▶ Article:
Dans la forme en effet de l'œuvre de Montaigne, rien de systématique : aucun pédantisme, aucun dogmatisme. tout est présenté " à la cavalière ", comme en une conversation à bâtons rompus ou comme un soliloque à mi-voix. On passe sans cesse et surtout sans raison apparente, d'une idée à l'autre; les chapitres s'adaptent plutôt mal que bien à leur titre; c'est le charme du premier jet, des redites, des repentirs. dans ce labyrinthe, un mince filet d'Ariane : la personnalité de l'auteur à la recherche d'elle-même, sans cesse se faisant mais jamais faite, comme les paragraphes et les chapitres.
Pour les idées, même absence de système. Les  " Essais " ne constituent pas un bloc solide où tout serait organisé et placé en un ensemble cohérent. Toutes les doctrines philosophiques s'y rencontrent et s'y entrechoquent. Montaigne butine : suivant les temps et l'humeur, il est stoïcien sans l'être et il n'est pas épicurien tout en l'étant.
Enthousiaste de Sénèque et de Caton, ami de la Boétie, il goûte les charmes austères du stoïcisme. Il rêve de pouvoir donner à l'homme la force morale et physique, de braver le destin, la douleur et la mort : cela témoigne de la confiance qu'il met en la volonté humaine. Donc il grandit l'homme, mais aussi il le raidit dans une attitude de dédain et de mépris à l'égard du corps. Quelle plus haute ambition que celle-ci : " Philosopher, c'est apprendre à mourir. " ?

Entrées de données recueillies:
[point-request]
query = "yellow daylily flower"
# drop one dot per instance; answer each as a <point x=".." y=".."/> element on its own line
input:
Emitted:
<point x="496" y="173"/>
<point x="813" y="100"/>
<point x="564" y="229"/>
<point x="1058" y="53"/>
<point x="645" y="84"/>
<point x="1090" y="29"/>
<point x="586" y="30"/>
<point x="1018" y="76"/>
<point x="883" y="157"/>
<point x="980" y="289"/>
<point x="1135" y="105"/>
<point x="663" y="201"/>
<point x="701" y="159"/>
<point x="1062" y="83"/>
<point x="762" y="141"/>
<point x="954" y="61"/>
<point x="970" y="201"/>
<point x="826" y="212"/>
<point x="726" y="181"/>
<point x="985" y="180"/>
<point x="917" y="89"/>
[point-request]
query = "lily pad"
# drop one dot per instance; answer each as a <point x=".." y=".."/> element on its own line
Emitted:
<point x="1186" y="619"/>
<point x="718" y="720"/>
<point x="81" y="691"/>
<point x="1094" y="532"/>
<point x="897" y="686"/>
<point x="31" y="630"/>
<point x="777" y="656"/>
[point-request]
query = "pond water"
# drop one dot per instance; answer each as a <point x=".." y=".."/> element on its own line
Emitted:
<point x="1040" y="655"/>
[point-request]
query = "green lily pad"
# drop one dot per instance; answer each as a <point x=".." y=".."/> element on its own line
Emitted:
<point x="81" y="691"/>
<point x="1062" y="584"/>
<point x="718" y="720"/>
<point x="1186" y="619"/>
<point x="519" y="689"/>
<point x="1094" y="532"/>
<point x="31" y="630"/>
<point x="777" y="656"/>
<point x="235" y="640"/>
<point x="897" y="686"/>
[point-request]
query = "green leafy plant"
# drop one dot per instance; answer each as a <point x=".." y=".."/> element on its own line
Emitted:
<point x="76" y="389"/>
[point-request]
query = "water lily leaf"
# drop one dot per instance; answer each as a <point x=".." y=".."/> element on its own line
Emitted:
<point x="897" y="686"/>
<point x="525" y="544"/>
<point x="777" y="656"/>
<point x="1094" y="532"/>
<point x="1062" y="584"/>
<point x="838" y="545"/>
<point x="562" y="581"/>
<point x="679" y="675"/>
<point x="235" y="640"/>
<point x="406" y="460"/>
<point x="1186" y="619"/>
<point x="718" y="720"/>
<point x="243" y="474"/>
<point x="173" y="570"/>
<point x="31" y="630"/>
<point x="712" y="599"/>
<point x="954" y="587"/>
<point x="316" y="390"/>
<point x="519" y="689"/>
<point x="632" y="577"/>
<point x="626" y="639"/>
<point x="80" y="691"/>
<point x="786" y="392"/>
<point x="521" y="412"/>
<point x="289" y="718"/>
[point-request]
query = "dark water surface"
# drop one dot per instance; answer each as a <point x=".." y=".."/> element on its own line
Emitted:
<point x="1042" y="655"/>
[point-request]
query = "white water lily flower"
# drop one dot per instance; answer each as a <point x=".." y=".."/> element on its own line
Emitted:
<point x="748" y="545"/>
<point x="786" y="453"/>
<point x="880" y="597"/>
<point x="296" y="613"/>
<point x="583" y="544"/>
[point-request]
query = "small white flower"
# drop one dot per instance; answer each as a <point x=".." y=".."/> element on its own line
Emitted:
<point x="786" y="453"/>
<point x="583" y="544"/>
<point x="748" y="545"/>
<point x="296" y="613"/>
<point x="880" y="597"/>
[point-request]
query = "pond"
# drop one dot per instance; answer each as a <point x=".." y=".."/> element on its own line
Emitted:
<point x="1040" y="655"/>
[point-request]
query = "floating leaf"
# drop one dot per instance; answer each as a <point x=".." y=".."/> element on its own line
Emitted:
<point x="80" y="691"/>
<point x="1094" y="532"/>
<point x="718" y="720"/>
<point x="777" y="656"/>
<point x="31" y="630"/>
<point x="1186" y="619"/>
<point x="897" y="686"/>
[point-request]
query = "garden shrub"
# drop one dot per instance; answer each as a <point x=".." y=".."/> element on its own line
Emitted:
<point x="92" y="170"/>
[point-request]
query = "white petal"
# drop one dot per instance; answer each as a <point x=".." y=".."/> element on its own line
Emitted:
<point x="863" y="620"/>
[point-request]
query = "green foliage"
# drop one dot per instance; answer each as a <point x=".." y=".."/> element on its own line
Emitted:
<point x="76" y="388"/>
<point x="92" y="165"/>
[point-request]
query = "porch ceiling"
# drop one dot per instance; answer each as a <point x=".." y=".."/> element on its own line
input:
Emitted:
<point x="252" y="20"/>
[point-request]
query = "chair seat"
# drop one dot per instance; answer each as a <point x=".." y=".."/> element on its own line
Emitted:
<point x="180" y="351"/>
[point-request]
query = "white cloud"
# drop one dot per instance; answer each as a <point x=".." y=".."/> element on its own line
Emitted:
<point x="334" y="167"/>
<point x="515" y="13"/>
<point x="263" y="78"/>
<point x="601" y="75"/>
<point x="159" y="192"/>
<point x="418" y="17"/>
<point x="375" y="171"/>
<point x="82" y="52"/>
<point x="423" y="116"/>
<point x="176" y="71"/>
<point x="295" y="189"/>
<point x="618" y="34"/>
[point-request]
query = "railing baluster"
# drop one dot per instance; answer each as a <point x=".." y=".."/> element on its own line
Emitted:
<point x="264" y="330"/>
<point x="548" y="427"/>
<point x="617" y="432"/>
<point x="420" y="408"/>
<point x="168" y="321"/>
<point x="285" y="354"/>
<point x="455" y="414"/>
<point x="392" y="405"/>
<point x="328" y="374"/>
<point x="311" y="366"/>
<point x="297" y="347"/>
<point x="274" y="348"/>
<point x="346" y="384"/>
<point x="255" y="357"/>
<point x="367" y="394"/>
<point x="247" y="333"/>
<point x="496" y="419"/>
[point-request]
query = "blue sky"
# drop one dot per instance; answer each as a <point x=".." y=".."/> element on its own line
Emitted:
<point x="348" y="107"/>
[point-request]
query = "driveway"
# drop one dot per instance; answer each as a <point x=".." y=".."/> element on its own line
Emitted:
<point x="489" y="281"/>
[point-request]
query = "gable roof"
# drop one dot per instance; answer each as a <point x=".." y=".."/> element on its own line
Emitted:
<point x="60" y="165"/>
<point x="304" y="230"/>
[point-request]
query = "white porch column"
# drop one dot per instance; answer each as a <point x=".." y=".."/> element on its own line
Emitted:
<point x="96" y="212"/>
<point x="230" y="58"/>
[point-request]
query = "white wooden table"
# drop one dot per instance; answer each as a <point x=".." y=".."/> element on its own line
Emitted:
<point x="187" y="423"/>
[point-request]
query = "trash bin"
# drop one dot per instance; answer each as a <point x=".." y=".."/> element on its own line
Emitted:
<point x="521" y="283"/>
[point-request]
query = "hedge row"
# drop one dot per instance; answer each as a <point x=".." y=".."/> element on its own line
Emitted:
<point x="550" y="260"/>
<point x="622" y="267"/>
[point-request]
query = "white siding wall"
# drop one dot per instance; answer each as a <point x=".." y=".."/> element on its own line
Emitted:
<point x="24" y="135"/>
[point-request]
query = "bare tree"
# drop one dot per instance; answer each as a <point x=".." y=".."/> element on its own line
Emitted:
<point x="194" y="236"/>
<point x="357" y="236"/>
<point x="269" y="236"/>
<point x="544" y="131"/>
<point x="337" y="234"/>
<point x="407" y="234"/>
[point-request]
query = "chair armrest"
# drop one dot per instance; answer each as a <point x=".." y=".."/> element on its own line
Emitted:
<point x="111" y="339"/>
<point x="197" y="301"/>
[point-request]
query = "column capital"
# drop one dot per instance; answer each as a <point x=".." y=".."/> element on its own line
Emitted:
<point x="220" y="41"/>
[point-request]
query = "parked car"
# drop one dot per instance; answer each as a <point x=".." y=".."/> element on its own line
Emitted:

▶ Consigne: Recopiez mot pour mot le passage de l'article sur Montaigne qui va de « Dans la forme » à « et les chapitres. ».

▶ Résultat attendu:
Dans la forme en effet de l'œuvre de Montaigne, rien de systématique : aucun pédantisme, aucun dogmatisme. tout est présenté " à la cavalière ", comme en une conversation à bâtons rompus ou comme un soliloque à mi-voix. On passe sans cesse et surtout sans raison apparente, d'une idée à l'autre; les chapitres s'adaptent plutôt mal que bien à leur titre; c'est le charme du premier jet, des redites, des repentirs. dans ce labyrinthe, un mince filet d'Ariane : la personnalité de l'auteur à la recherche d'elle-même, sans cesse se faisant mais jamais faite, comme les paragraphes et les chapitres.